EXCERPT:
- - - - - - -

8. Where a student is known to have been eligible for Free School Meals (FSM) in the previous six years.
9. Other individual circumstances that may have disrupted or adversely affected an applicant’s education and achievement, as outlined in an Extenuating Circumstances Form.
How is contextual information used?
Applicants who have been flagged for the attention of the admissions selector will receive additional consideration.The selector may use this information in the following ways:
- to make an applicant a standard offer where the applicant’s academic record (eg, GCSEs/AS levels or equivalent) or personal statement may be marginally less competitive than the cohort overall
- to make an applicant a standard offer where the applicant is predicted marginally below the usual entry requirements
- when making confirmation decisions for offer holders that have marginally failed to meet the entry criteria (usually this means one grade below the standard entry requirements).
Eligibility for Contextual offers
Eligible students (Home UK students flagged with a home postcode that is classified as TUNDRA Quintile 1, as care experienced, as eligible for Free School Meals, or a participant in a specified LSE WP programme or a Sutton Trust Pathways programme), may be considered for a contextual offer. The contextual offer will be one grade lower than the standard offer for the programme (with the exception of LLB Laws, BA/BSc Anthropology, BA Geography, BSc Geography with Economics, BSc Environment and Development, BSc Environmental Policy with Economics, and BSc International Social and Public Policy, where the contextual offer will be 2 grades lower than the standard offer). Any mathematics requirement must still be met.
All academic departments are participating in the contextual offer scheme.
The contextual offer grades are listed alongside the standard offer A-level and IB entry requirements on the relevant programme pages.
Contextual information is used as part of the holistic admissions assessment and applicants are assessed alongside all other similar applicants, therefore having a contextual flag does not guarantee that an offer will be made.

- - - - - - -

GIVEN TASK 1:
Name every degree program that the excerpt on contextual offers lists as getting a contextual offer two grades lower than the standard offer.

PROVIDED DATA:
- - - - - - -

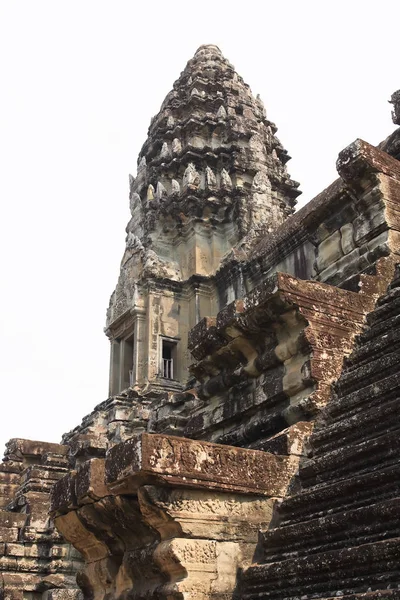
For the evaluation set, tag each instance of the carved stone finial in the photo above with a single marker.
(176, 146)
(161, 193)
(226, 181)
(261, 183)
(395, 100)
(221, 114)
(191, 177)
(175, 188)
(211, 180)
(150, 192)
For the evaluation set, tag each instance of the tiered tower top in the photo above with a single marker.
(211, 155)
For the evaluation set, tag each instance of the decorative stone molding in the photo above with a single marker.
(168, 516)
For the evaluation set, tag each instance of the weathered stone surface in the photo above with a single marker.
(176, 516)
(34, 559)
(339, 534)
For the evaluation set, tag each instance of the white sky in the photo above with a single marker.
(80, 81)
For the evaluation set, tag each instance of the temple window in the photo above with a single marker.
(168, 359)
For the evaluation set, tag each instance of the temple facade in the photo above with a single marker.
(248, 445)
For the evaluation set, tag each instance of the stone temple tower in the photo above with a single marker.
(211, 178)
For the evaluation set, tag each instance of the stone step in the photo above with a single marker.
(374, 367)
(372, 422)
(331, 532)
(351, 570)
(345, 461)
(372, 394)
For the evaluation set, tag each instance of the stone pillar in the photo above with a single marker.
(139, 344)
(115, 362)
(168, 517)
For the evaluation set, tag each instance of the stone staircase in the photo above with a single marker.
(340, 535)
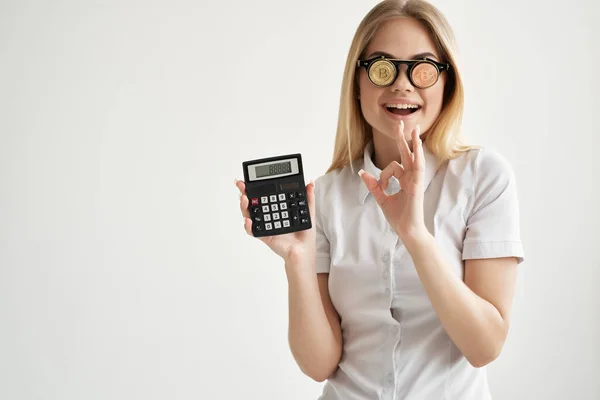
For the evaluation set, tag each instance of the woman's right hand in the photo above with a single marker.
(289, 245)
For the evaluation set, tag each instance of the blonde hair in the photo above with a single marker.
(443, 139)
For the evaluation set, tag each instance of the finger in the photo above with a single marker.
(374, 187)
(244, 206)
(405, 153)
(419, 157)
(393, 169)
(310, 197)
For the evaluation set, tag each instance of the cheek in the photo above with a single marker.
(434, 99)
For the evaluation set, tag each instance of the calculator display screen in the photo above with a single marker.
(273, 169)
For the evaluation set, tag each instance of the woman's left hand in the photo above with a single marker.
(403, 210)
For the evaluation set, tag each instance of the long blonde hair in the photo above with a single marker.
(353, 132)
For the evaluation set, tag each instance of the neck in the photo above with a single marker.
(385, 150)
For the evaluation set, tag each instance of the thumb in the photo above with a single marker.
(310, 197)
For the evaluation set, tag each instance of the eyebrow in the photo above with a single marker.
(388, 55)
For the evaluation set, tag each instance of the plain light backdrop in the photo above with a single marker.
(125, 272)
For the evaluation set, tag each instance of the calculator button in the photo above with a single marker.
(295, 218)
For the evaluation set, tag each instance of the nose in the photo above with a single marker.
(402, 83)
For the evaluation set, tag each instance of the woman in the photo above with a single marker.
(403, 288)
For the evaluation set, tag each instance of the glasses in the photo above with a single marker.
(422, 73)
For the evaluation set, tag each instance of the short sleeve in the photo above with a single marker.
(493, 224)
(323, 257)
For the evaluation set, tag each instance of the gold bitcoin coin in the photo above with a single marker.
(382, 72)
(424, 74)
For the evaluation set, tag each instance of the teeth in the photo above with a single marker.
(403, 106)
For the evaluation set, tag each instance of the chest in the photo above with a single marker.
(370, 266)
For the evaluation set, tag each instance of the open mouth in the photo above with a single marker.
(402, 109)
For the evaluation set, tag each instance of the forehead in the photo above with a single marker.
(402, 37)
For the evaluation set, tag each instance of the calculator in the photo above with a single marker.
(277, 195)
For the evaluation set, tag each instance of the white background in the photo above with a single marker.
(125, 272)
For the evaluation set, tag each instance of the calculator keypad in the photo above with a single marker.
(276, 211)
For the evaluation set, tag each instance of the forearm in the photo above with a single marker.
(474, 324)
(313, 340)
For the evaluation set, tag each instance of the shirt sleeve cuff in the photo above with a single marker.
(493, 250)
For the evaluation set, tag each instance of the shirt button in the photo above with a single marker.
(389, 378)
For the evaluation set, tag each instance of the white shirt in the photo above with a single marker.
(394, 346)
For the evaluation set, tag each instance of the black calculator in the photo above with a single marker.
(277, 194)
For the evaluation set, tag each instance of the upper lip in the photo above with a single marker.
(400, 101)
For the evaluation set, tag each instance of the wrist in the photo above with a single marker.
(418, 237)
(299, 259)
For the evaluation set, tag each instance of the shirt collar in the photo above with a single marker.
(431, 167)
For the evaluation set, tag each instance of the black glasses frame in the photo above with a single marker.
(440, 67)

- - - - - - -

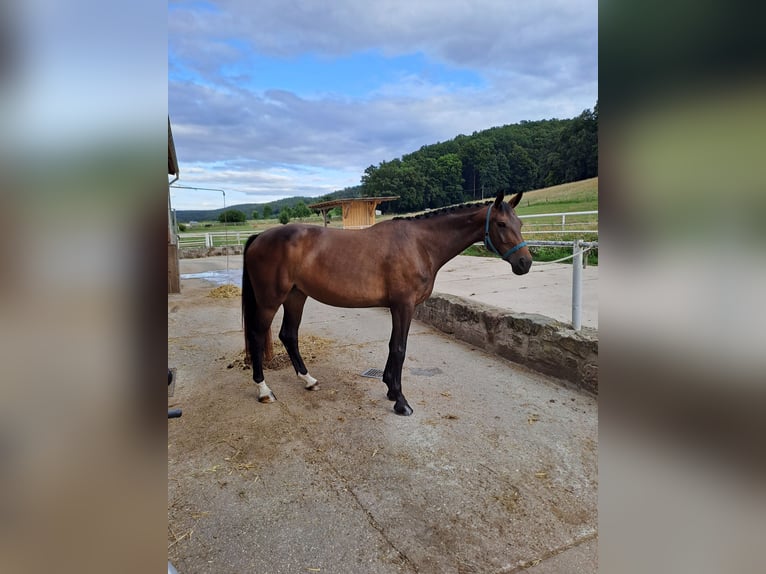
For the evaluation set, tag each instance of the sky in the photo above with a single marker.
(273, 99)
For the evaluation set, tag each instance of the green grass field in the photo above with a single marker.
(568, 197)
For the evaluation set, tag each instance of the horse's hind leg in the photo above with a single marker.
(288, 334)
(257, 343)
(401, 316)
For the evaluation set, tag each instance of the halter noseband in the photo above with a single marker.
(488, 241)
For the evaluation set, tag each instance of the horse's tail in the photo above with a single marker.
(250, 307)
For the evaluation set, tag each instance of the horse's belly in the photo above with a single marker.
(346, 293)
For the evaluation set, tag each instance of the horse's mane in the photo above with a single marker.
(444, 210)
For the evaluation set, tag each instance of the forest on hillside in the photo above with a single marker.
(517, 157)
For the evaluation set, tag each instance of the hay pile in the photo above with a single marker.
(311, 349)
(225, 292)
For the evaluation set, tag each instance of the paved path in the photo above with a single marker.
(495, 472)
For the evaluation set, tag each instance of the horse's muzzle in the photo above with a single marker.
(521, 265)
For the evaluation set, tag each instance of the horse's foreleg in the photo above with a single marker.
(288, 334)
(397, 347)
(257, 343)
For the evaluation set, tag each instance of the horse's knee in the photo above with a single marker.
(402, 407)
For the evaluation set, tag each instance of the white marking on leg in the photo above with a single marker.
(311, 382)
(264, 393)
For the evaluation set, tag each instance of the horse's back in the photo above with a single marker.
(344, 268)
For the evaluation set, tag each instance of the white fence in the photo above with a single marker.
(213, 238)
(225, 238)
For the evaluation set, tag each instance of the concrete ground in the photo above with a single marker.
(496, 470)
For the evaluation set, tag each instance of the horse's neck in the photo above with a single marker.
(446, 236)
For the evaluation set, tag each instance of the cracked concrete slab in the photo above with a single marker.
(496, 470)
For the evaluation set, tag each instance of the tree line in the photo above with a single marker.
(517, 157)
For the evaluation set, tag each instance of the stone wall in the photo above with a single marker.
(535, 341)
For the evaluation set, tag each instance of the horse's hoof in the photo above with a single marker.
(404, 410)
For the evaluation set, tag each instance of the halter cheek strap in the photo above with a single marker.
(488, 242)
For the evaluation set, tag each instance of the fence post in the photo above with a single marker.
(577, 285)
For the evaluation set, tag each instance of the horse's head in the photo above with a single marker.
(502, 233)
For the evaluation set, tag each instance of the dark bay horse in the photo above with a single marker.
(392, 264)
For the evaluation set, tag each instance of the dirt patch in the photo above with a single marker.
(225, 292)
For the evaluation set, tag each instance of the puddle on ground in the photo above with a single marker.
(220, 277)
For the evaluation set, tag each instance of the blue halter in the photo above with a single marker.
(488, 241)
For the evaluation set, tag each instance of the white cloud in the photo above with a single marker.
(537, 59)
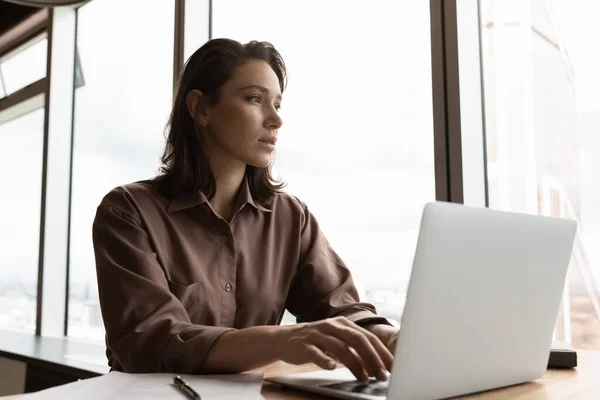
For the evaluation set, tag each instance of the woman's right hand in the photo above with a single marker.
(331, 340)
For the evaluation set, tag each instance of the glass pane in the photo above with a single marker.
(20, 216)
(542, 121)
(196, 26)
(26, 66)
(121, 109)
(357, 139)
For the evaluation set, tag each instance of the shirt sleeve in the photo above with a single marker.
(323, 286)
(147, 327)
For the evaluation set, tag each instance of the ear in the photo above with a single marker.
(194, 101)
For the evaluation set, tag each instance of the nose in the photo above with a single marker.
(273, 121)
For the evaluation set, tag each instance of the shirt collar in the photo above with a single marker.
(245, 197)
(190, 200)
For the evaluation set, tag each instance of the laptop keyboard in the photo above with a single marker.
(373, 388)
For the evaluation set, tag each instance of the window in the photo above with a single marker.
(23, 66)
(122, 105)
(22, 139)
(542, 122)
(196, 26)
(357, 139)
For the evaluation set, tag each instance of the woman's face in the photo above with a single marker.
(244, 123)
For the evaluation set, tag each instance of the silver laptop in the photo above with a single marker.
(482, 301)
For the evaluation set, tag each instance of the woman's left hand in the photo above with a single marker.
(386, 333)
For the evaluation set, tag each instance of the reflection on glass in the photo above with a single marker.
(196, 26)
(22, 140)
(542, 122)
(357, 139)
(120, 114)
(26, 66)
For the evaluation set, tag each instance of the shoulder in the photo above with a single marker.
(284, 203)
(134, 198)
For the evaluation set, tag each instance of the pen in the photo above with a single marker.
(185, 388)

- - - - - - -

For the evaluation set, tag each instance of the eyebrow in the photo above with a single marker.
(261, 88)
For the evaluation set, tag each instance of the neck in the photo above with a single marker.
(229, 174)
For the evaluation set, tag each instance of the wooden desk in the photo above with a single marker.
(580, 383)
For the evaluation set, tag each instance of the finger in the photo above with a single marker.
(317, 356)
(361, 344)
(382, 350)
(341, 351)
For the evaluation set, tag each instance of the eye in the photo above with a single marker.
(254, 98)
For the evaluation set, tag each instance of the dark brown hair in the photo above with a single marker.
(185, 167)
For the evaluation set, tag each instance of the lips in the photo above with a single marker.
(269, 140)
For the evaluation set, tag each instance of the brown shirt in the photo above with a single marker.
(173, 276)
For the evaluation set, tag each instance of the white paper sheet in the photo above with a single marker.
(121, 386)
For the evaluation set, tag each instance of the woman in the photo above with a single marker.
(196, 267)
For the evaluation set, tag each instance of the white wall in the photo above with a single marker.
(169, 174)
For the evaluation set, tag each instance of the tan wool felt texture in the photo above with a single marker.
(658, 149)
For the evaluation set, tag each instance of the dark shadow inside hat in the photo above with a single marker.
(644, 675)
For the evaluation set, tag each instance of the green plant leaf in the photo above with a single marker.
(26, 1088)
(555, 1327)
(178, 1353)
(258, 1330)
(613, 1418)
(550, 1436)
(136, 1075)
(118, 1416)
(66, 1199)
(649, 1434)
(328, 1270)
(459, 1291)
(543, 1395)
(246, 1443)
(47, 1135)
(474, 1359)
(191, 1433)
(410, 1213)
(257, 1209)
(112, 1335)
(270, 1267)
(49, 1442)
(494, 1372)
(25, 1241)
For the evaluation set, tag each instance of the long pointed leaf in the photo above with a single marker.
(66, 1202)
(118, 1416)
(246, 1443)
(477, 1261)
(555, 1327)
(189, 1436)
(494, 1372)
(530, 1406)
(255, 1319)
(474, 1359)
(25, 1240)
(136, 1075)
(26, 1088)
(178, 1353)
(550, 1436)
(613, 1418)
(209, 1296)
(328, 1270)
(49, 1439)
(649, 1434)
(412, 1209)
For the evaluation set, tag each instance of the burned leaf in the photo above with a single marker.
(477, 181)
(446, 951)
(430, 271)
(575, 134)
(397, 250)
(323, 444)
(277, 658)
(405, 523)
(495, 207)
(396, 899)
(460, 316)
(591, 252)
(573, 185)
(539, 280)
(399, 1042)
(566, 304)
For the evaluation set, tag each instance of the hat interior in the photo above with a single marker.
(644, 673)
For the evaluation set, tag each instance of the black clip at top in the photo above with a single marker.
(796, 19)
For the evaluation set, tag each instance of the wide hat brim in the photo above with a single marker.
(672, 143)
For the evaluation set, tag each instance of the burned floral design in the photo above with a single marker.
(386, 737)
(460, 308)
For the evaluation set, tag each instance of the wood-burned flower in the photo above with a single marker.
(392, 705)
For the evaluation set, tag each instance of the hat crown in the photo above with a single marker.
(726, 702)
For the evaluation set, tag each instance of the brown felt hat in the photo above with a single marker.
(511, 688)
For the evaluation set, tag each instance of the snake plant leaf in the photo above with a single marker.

- - - - - - -

GIVEN TASK 2:
Edit the listing from the line holding "For the evaluation set, tag each instance of the long pointed" through the line holding "For the evaluation set, tag each instance of the snake", inclusive. Change "leaf" to "frond" and keep everything else the same.

FULL ANSWER 1:
- LLB Laws
- BA/BSc Anthropology
- BA Geography
- BSc Geography with Economics
- BSc Environment and Development
- BSc Environmental Policy with Economics
- BSc International Social and Public Policy

FULL ANSWER 2:
For the evaluation set, tag each instance of the long pointed frond in the photo above with a single marker.
(66, 1202)
(118, 1416)
(246, 1443)
(477, 1261)
(555, 1327)
(189, 1436)
(494, 1372)
(530, 1406)
(255, 1319)
(474, 1359)
(25, 1240)
(136, 1075)
(26, 1088)
(178, 1353)
(550, 1436)
(613, 1418)
(209, 1296)
(328, 1270)
(49, 1439)
(649, 1434)
(412, 1209)
For the evaluation set, tag each instance of the burned frond in the photo above with a single marker.
(477, 181)
(446, 951)
(430, 271)
(575, 134)
(397, 250)
(323, 444)
(277, 658)
(405, 523)
(495, 207)
(396, 899)
(460, 316)
(591, 252)
(573, 185)
(539, 280)
(399, 1042)
(566, 304)
For the evaluation set, tag each instance of the hat interior in the photo above with a single marker.
(644, 673)
For the evaluation set, tag each instance of the black clip at top in the photo above with a single marker.
(796, 19)
For the evaluation set, tag each instance of the wide hat brim in the photo above with a single marker.
(672, 143)
For the evaluation set, tag each instance of the burned floral design in the photo above with a single marker.
(386, 737)
(460, 308)
For the evaluation set, tag each instance of the wood-burned flower in the photo above with a single marker.
(392, 705)
For the evaluation set, tag each instance of the hat crown in the photo above with a single marker.
(726, 702)
For the evaluation set, tag each instance of the brown felt hat in the photo above with a single marker.
(511, 688)
For the evaluation set, tag each instance of the snake plant frond in the photo above with a single marker.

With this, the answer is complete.